■ WRITTEN TASK: Reproduce the listing below with every "A sample of the format" changed to "An example of the format", leaving all else unchanged. Omit the pictures from your answer.

■ SOURCE DATA:
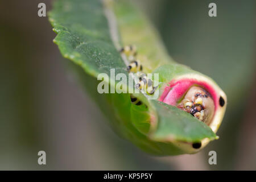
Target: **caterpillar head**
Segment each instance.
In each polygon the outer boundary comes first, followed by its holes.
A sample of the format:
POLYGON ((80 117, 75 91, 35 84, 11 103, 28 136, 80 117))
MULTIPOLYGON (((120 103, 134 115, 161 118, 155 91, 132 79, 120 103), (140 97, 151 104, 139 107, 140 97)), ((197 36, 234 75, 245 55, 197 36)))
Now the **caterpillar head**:
MULTIPOLYGON (((197 73, 184 74, 174 77, 162 86, 162 90, 159 101, 191 114, 217 132, 224 115, 227 98, 212 79, 197 73)), ((209 142, 205 138, 193 143, 172 142, 188 153, 195 153, 209 142)))

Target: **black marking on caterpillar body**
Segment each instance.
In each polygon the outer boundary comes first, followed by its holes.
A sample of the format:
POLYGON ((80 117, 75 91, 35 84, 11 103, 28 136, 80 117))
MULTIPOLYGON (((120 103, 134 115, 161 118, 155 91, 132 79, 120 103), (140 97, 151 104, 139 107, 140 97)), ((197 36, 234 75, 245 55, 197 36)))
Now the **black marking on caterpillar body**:
POLYGON ((221 107, 223 107, 225 105, 225 101, 222 97, 220 96, 220 100, 219 100, 220 105, 221 107))

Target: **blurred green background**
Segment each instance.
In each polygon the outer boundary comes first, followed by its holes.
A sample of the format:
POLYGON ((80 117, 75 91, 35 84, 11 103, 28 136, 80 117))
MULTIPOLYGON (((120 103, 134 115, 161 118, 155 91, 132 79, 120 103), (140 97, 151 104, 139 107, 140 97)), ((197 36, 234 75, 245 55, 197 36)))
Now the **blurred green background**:
POLYGON ((47 17, 38 16, 38 3, 48 11, 52 1, 1 1, 0 169, 256 169, 256 2, 134 1, 174 60, 226 93, 220 139, 195 155, 155 157, 118 138, 67 68, 47 17), (210 2, 217 17, 208 16, 210 2), (217 165, 208 163, 210 150, 217 165))

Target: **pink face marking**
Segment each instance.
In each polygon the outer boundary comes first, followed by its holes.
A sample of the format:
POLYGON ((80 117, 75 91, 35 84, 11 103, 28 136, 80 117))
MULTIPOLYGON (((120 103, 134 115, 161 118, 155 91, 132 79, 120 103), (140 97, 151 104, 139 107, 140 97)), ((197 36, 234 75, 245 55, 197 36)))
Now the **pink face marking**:
POLYGON ((172 80, 169 86, 164 88, 159 101, 167 104, 176 106, 177 102, 192 86, 197 85, 206 90, 210 94, 214 101, 215 111, 218 107, 218 96, 214 89, 206 82, 199 81, 195 78, 182 78, 172 80))

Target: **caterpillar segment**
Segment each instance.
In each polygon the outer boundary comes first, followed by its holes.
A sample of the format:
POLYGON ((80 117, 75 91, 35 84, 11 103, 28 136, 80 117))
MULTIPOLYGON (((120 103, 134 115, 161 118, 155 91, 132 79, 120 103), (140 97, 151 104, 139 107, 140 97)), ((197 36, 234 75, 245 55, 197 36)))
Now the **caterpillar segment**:
POLYGON ((128 72, 137 73, 142 71, 142 65, 141 64, 139 60, 133 60, 127 67, 128 72))
POLYGON ((121 53, 124 53, 128 60, 131 61, 134 60, 137 55, 137 48, 135 46, 126 46, 120 49, 121 53))

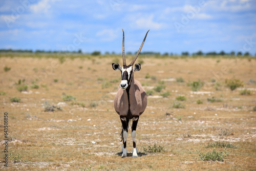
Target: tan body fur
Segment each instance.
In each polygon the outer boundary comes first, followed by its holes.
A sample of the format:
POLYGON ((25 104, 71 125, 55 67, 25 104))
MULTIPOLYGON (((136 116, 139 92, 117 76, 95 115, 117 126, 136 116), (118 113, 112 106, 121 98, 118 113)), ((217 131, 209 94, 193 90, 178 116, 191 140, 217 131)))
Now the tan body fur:
MULTIPOLYGON (((133 75, 132 77, 133 78, 133 75)), ((122 89, 119 86, 114 102, 116 112, 120 116, 125 116, 127 119, 132 119, 136 116, 140 116, 145 111, 147 103, 146 92, 141 83, 133 78, 130 85, 130 101, 128 101, 126 90, 122 89), (129 112, 129 102, 131 112, 129 112)))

■ OUTPUT BELOW:
Target: **caterpillar head**
Segment each instance.
In each polygon the outer boundary comes first, followed by its holes.
An example of the format:
POLYGON ((80 117, 75 91, 35 84, 11 103, 28 136, 80 117))
MULTIPOLYGON (((120 103, 134 115, 161 118, 155 91, 132 79, 120 103), (140 97, 151 104, 139 107, 140 97)), ((197 36, 234 75, 245 55, 197 36)))
Now the **caterpillar head**:
MULTIPOLYGON (((197 73, 184 74, 174 77, 162 86, 162 90, 159 101, 191 114, 217 132, 224 115, 227 98, 212 79, 197 73)), ((209 142, 205 138, 193 143, 172 142, 188 153, 195 153, 209 142)))

Target: **black marking on caterpillar body**
Segment each instance.
In each polygon the outer boundary comes first, followed by its holes.
An example of the format:
POLYGON ((80 117, 75 91, 35 84, 11 103, 28 136, 80 117))
MULTIPOLYGON (((120 103, 134 115, 161 118, 155 91, 132 79, 120 103), (140 97, 151 104, 139 107, 140 97)), ((197 36, 234 75, 245 55, 197 36)))
Now the **black marking on caterpillar body**:
POLYGON ((221 107, 223 107, 225 105, 225 101, 222 97, 220 96, 220 100, 219 100, 220 105, 221 107))

Target: **blurred green background**
Segment each instance.
In each polygon the outer boundary comes first, followed by its holes.
An example of the format:
POLYGON ((80 117, 75 91, 35 84, 11 103, 28 136, 80 117))
MULTIPOLYGON (((120 103, 134 115, 161 118, 155 91, 132 79, 120 103), (140 97, 151 104, 139 107, 140 97)), ((197 36, 234 75, 245 55, 197 36)))
Now the **blurred green background**:
POLYGON ((47 17, 38 16, 38 3, 48 11, 52 1, 1 1, 0 169, 256 169, 256 2, 134 1, 174 60, 226 93, 220 139, 195 155, 155 157, 118 138, 67 68, 47 17), (210 2, 217 17, 208 16, 210 2), (217 165, 208 163, 210 150, 217 165))

Target: **pink face marking**
Segment each instance.
In each polygon the outer boundary comes first, followed by its holes.
An example of the format:
POLYGON ((80 117, 75 91, 35 84, 11 103, 28 136, 80 117))
MULTIPOLYGON (((120 103, 134 115, 161 118, 155 91, 132 79, 120 103), (140 97, 151 104, 139 107, 140 97)), ((197 36, 234 75, 245 55, 197 36)))
Now the **pink face marking**:
POLYGON ((172 80, 169 86, 164 88, 159 101, 167 104, 176 106, 177 102, 192 86, 197 85, 206 90, 210 94, 214 101, 215 111, 218 107, 218 96, 214 89, 206 82, 199 81, 195 78, 182 78, 172 80))

Target: **caterpillar segment**
Segment each instance.
In each polygon the outer boundary comes first, followed by its holes.
An example of the format:
POLYGON ((80 117, 75 91, 35 84, 11 103, 28 136, 80 117))
MULTIPOLYGON (((120 103, 134 115, 161 118, 155 91, 132 79, 120 103), (140 97, 151 104, 139 107, 140 97)), ((197 36, 234 75, 245 55, 197 36)))
Now the **caterpillar segment**:
POLYGON ((128 72, 137 73, 142 71, 142 65, 141 64, 139 60, 133 60, 127 67, 128 72))
POLYGON ((121 53, 124 53, 128 60, 131 61, 134 60, 137 55, 137 48, 135 46, 126 46, 120 49, 121 53))

Target: tan body fur
Segment each instance.
In each polygon the outer boundary comes first, followed by its holes.
An example of the format:
POLYGON ((25 104, 71 125, 55 67, 25 104))
MULTIPOLYGON (((136 116, 139 92, 117 76, 95 115, 117 126, 136 116), (118 113, 112 106, 121 98, 118 113)), ((217 131, 209 94, 193 90, 178 116, 191 140, 217 131)))
Now the tan body fur:
MULTIPOLYGON (((133 75, 132 77, 133 78, 133 75)), ((122 89, 119 86, 114 102, 116 112, 120 116, 125 116, 127 119, 132 119, 136 116, 140 116, 145 111, 147 103, 146 92, 141 83, 133 78, 130 85, 130 101, 128 101, 126 90, 122 89), (129 112, 129 102, 131 112, 129 112)))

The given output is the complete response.